▶ [THE DATA]:

******

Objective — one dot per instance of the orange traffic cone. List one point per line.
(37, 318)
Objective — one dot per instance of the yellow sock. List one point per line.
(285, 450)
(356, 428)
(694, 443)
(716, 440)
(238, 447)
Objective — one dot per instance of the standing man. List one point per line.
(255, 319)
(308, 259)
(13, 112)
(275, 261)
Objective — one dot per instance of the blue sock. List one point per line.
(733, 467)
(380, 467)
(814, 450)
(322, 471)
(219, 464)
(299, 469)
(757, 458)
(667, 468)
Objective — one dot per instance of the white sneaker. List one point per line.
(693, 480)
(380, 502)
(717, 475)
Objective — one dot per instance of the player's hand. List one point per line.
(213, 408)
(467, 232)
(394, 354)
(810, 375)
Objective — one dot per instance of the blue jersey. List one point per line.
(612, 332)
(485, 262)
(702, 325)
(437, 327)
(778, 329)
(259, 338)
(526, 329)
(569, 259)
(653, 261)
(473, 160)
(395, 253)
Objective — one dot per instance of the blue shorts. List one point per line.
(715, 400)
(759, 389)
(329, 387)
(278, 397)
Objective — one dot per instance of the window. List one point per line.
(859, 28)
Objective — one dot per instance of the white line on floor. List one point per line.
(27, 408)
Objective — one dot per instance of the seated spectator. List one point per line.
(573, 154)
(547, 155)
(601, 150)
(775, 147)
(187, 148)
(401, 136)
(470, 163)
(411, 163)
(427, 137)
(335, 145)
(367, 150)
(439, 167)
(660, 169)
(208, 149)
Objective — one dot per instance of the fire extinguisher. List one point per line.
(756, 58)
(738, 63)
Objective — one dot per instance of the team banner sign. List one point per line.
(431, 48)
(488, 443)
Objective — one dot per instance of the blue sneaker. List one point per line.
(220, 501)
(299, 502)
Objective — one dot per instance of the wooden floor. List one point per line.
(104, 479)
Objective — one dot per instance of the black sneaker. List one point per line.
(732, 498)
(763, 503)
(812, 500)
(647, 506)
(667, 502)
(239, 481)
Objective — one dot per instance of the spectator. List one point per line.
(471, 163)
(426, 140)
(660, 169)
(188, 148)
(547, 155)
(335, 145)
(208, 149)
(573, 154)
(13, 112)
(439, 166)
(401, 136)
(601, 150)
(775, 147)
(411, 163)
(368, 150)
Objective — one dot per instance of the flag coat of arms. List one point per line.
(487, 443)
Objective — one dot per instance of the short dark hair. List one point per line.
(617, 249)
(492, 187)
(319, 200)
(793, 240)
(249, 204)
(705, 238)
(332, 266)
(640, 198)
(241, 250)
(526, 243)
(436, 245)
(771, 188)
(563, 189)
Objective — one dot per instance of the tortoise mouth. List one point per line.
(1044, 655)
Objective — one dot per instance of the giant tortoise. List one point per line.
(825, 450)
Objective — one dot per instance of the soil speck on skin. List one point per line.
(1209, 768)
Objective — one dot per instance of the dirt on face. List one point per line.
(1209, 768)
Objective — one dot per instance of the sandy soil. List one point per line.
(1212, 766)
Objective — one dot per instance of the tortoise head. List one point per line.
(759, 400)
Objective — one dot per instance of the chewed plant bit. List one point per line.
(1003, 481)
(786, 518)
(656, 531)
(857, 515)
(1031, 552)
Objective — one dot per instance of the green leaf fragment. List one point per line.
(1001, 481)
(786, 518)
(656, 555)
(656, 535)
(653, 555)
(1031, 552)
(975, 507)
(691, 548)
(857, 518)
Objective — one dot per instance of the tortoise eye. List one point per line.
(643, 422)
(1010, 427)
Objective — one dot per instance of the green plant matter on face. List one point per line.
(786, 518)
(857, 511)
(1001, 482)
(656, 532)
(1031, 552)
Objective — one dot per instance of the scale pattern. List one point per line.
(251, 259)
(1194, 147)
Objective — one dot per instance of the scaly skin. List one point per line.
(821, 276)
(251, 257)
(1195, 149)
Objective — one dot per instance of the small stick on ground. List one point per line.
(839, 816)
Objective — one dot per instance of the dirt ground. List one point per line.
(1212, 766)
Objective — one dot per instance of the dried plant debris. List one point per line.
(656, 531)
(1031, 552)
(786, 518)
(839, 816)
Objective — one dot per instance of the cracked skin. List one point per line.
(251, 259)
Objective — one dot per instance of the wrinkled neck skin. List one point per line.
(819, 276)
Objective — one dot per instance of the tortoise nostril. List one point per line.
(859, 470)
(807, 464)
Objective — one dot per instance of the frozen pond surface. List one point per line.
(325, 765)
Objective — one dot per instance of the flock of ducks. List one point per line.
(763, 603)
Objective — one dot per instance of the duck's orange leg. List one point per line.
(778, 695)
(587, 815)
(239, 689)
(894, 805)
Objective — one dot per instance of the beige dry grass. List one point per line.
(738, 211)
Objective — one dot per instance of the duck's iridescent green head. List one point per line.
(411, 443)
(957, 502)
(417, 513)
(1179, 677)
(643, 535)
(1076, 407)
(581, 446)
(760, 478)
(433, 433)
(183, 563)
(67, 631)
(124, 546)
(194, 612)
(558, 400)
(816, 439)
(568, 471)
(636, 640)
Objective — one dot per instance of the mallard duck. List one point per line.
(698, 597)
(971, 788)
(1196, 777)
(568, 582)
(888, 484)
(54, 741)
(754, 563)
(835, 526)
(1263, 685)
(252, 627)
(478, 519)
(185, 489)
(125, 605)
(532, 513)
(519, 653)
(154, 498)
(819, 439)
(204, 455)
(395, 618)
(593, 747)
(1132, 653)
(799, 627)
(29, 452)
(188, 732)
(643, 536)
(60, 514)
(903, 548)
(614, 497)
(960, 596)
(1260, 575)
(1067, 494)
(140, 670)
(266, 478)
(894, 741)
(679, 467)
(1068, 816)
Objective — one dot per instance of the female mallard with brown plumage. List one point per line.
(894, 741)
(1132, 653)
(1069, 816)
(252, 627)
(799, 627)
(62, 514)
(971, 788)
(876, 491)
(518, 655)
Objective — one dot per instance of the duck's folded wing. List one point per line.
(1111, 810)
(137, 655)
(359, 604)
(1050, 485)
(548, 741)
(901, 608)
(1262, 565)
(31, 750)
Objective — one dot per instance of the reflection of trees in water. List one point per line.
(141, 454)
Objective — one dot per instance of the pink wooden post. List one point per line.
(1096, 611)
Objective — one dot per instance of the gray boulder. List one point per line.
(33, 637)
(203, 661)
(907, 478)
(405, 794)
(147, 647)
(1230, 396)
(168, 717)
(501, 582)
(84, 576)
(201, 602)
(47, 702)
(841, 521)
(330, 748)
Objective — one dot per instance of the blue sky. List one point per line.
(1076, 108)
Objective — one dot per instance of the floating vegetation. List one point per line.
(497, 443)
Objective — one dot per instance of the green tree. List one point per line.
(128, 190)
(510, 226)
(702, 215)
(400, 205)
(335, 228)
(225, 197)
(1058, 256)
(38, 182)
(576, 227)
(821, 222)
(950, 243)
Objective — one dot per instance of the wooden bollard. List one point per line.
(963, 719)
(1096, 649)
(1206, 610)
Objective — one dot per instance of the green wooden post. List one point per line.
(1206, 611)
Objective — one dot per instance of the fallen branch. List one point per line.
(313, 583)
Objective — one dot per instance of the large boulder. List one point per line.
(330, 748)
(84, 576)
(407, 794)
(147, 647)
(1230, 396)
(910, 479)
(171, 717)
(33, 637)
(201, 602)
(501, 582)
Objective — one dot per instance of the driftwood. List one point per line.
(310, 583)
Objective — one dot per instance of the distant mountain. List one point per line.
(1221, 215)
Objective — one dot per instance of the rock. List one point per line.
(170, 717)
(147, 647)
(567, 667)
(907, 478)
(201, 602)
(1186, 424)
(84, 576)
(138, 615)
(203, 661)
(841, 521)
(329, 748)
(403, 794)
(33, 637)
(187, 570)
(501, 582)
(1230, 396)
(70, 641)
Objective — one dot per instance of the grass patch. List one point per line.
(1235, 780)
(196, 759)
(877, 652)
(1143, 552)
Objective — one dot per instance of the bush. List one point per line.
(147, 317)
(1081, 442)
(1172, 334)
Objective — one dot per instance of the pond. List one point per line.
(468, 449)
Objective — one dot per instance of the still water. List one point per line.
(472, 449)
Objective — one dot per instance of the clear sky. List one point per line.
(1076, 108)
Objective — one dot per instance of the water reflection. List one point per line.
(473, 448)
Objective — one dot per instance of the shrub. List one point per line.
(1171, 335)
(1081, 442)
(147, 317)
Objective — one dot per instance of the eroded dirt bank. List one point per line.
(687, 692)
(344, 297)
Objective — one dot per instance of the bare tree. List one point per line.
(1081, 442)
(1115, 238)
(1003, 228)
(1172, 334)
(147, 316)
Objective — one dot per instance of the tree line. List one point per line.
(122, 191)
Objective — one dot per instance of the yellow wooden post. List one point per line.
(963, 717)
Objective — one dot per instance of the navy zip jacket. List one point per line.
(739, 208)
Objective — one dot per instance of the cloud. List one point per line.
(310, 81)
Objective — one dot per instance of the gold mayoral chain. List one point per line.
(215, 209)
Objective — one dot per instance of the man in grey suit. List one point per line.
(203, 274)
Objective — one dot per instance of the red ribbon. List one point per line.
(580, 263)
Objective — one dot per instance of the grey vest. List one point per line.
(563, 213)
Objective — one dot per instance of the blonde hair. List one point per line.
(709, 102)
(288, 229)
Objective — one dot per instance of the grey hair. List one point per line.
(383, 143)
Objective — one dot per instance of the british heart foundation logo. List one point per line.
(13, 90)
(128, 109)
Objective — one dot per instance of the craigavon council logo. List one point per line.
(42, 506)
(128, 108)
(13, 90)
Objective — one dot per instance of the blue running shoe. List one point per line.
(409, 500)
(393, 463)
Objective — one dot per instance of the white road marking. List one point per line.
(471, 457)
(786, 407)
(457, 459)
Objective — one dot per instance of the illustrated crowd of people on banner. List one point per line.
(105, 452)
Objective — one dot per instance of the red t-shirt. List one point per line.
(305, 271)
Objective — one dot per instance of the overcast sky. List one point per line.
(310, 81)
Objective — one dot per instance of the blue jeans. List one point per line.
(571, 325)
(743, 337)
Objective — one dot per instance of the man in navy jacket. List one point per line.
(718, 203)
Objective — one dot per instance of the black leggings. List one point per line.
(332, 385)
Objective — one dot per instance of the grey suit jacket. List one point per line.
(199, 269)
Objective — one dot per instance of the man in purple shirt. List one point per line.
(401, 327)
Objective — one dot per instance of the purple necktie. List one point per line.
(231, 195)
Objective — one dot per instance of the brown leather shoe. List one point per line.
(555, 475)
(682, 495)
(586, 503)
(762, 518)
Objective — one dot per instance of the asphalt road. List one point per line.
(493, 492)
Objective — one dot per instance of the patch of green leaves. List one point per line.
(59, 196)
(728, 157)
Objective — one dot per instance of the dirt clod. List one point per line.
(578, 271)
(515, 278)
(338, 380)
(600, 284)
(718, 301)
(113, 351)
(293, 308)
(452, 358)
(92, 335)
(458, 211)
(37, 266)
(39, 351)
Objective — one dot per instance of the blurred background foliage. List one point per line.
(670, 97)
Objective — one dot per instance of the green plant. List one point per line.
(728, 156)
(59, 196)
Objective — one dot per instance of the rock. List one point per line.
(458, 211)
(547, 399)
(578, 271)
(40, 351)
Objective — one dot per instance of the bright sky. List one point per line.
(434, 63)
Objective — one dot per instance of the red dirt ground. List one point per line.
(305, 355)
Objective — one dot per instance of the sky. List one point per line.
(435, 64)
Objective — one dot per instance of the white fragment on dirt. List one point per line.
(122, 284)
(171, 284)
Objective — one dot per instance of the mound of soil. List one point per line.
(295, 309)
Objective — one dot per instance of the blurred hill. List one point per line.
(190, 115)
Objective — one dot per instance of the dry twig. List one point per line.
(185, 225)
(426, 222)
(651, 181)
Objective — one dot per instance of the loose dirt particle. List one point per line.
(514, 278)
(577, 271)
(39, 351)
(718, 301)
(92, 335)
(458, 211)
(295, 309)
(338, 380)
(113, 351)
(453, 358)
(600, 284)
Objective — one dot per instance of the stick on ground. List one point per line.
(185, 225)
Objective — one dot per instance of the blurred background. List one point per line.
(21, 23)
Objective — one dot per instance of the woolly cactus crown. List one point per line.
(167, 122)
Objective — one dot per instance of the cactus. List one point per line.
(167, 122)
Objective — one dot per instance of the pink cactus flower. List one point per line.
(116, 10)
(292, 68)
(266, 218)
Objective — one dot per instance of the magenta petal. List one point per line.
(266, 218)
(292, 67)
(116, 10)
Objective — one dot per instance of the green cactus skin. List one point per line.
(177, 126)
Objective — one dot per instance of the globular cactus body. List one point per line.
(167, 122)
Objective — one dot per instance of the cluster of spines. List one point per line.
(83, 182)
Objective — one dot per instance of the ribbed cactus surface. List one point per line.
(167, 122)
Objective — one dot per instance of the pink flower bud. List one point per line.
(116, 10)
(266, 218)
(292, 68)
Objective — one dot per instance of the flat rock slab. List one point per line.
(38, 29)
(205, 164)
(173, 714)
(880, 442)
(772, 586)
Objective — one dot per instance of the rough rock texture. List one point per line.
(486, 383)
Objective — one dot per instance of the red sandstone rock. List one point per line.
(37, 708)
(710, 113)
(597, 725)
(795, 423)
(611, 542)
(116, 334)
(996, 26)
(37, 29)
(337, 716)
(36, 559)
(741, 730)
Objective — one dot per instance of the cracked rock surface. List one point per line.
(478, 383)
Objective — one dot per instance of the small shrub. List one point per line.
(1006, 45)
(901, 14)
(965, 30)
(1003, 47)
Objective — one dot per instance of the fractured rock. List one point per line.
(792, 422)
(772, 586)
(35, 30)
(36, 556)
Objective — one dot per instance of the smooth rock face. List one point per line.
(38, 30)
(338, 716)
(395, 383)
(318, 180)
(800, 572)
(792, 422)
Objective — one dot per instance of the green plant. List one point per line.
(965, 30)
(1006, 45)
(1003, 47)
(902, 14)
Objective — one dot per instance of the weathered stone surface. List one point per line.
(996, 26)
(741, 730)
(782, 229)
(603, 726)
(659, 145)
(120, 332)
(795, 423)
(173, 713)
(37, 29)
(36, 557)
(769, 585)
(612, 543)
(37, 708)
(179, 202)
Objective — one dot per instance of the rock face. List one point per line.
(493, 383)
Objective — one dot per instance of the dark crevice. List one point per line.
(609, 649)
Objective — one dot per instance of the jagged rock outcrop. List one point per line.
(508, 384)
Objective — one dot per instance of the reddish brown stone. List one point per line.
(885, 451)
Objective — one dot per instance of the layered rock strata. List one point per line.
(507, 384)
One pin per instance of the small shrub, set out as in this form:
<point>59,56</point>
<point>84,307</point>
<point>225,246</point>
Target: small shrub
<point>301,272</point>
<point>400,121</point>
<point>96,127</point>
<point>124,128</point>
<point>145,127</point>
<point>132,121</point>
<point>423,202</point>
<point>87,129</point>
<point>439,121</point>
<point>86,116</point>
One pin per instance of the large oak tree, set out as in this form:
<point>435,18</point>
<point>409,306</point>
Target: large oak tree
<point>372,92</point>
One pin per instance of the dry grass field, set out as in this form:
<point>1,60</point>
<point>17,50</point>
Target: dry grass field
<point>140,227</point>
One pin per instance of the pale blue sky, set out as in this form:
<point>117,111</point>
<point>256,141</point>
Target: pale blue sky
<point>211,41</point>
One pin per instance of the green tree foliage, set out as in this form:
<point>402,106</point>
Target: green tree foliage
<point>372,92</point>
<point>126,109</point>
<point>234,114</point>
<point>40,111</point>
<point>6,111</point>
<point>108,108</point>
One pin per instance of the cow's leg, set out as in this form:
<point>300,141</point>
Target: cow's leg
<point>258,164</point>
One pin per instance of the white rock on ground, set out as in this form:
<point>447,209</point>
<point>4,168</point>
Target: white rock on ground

******

▶ [WRITTEN EXERCISE]:
Swap "skin" for "hide" in the data between the lines holding "Objective — one dot per instance of the scale" and "(1068, 816)", inclusive. Write out only those lines again, leaving everything else in them unchanged.

▶ [TASK RESULT]:
Objective — one dot per instance of the scale pattern. List one point per line.
(251, 259)
(1194, 147)
Objective — one dot per instance of the scaly hide. List one point per line.
(821, 276)
(251, 257)
(1195, 149)
Objective — one dot per instance of the small stick on ground. List one point per line.
(839, 816)
Objective — one dot per instance of the dirt ground. List one point per line.
(1212, 766)
Objective — one dot per instance of the dried plant debris. List one point per line.
(656, 531)
(1031, 552)
(786, 518)
(839, 816)
Objective — one dot per instance of the cracked hide. List one point per line.
(251, 259)
Objective — one dot per instance of the wrinkled neck hide. List one point per line.
(819, 276)
Objective — one dot per instance of the tortoise nostril. List one point per line.
(859, 470)
(807, 464)
Objective — one dot per instance of the frozen pond surface. List one point per line.
(325, 765)
Objective — one dot per instance of the flock of ducks. List one point per line.
(763, 603)
Objective — one dot per instance of the duck's orange leg. List one point per line.
(778, 695)
(587, 815)
(239, 689)
(894, 805)
Objective — one dot per instance of the beige dry grass. List one point per line.
(738, 211)
Objective — one dot per instance of the duck's iridescent green head. List one point per line.
(411, 443)
(957, 502)
(417, 513)
(1179, 677)
(643, 535)
(1076, 407)
(581, 446)
(760, 478)
(433, 433)
(183, 563)
(67, 631)
(124, 546)
(194, 612)
(558, 400)
(816, 439)
(568, 471)
(636, 640)
Objective — one dot per instance of the mallard duck. List one point per line.
(698, 597)
(971, 788)
(1196, 777)
(568, 582)
(888, 484)
(54, 741)
(754, 563)
(835, 526)
(1263, 685)
(252, 627)
(478, 519)
(185, 489)
(125, 605)
(532, 513)
(519, 653)
(154, 498)
(819, 439)
(204, 455)
(395, 618)
(593, 747)
(1132, 653)
(799, 627)
(29, 452)
(188, 732)
(643, 536)
(60, 514)
(903, 548)
(614, 497)
(960, 596)
(1260, 575)
(1067, 494)
(140, 670)
(266, 478)
(894, 741)
(679, 467)
(1068, 816)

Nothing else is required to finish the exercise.